## [Exercise aim]
Word for word, give the listing below again.

------ Data provided ------

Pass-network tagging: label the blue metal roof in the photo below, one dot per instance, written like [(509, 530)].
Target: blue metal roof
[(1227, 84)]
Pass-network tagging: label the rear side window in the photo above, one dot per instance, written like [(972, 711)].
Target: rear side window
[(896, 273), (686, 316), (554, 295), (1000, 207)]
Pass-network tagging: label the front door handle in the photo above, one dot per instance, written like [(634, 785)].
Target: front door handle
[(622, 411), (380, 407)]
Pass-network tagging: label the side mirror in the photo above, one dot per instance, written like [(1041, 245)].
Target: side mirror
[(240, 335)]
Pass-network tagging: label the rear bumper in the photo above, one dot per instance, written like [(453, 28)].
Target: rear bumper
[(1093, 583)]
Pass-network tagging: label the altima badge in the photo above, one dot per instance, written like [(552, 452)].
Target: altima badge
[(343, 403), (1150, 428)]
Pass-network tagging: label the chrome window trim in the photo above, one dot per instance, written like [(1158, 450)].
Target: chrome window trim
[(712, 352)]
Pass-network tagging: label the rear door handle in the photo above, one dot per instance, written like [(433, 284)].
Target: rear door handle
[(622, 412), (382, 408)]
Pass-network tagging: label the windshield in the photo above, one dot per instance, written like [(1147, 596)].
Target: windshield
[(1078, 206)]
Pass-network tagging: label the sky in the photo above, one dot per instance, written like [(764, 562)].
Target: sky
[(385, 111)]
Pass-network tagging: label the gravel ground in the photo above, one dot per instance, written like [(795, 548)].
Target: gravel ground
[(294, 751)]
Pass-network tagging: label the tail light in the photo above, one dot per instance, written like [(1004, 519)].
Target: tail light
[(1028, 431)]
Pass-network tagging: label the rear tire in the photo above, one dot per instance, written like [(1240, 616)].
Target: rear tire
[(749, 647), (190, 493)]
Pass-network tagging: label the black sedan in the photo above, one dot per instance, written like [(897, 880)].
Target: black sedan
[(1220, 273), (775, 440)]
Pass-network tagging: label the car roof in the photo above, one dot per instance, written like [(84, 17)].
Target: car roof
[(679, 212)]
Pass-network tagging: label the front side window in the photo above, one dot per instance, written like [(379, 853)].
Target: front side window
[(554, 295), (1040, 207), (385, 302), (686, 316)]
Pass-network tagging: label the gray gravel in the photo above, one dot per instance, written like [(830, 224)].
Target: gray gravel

------

## [Exercise response]
Pass-network tagging: label the blue metal roof in the photo below, one dot per instance, written like [(509, 530)].
Target: blue metal roof
[(1227, 84)]
Pass-network tagging: label the rear side window in the photo above, one dot per instance, written like [(972, 711)].
Target: rear side window
[(896, 273), (686, 316), (554, 295), (1000, 207)]
Pass-network tagging: label the front door handle in the photo above, one dot per instance, written like [(634, 785)].
Target: front door handle
[(622, 411), (380, 407)]
Pass-network tagging: label the side mirror in the photo above, one dot per instance, written like [(1041, 245)].
Target: side mirror
[(240, 335)]
Pass-network tagging: label the rear bumper in the photo above, one dot per instance, written like [(453, 28)].
Target: rear bumper
[(1093, 583)]
Pass-network tagging: label the altima badge in the photo above, one dot per instance, written like [(552, 452)].
Target: altima badge
[(343, 403), (1150, 428)]
Pass-network tagging: label the chrome window trim in the photo above, one dot per instance, written like [(1158, 450)].
Target: chrome window trim
[(712, 352)]
Pass-network tagging: label the rear door handle in the photo above, one dot per instance, written like [(433, 284)].
Target: rear door handle
[(622, 412), (382, 408)]
Pass-network tagging: label the windshield in the photo above, one dot per instance, written like [(1147, 596)].
Target: windshield
[(1078, 206)]
Pass-network tagging: label the sky in the photo above, one dot per instance, written like [(764, 562)].
Target: sky
[(385, 111)]
Pass-network tagging: label the gravel ground in the photo above, one dot per instance, written like [(795, 548)].
Target: gravel ground
[(294, 751)]
Pass-network tagging: label the tail light in the photo above, one dot per instance, written like [(1004, 519)].
Target: tail light
[(1028, 431)]
Pass-network tagging: label the rear tire in the photo above, one dot per instance, written like [(1240, 616)].
Target: rear tire
[(749, 647), (190, 493)]
Pass-network tagging: label the black sedan in the photo above, one dot per instance, written like [(897, 880)].
Target: black sedan
[(1220, 273), (775, 440)]
Pass-network tagging: label the car roof in the photo above, one dot per instance, written like [(84, 17)].
Target: car roof
[(679, 212)]
Pass-network tagging: label the front side window in the photo above, one dot per instance, written like [(379, 853)].
Target: front side window
[(554, 295), (1040, 207), (385, 302), (686, 316)]
Pass-network tagging: label the gray gravel in the photo above, one dot per instance, written like [(830, 224)].
Target: gray gravel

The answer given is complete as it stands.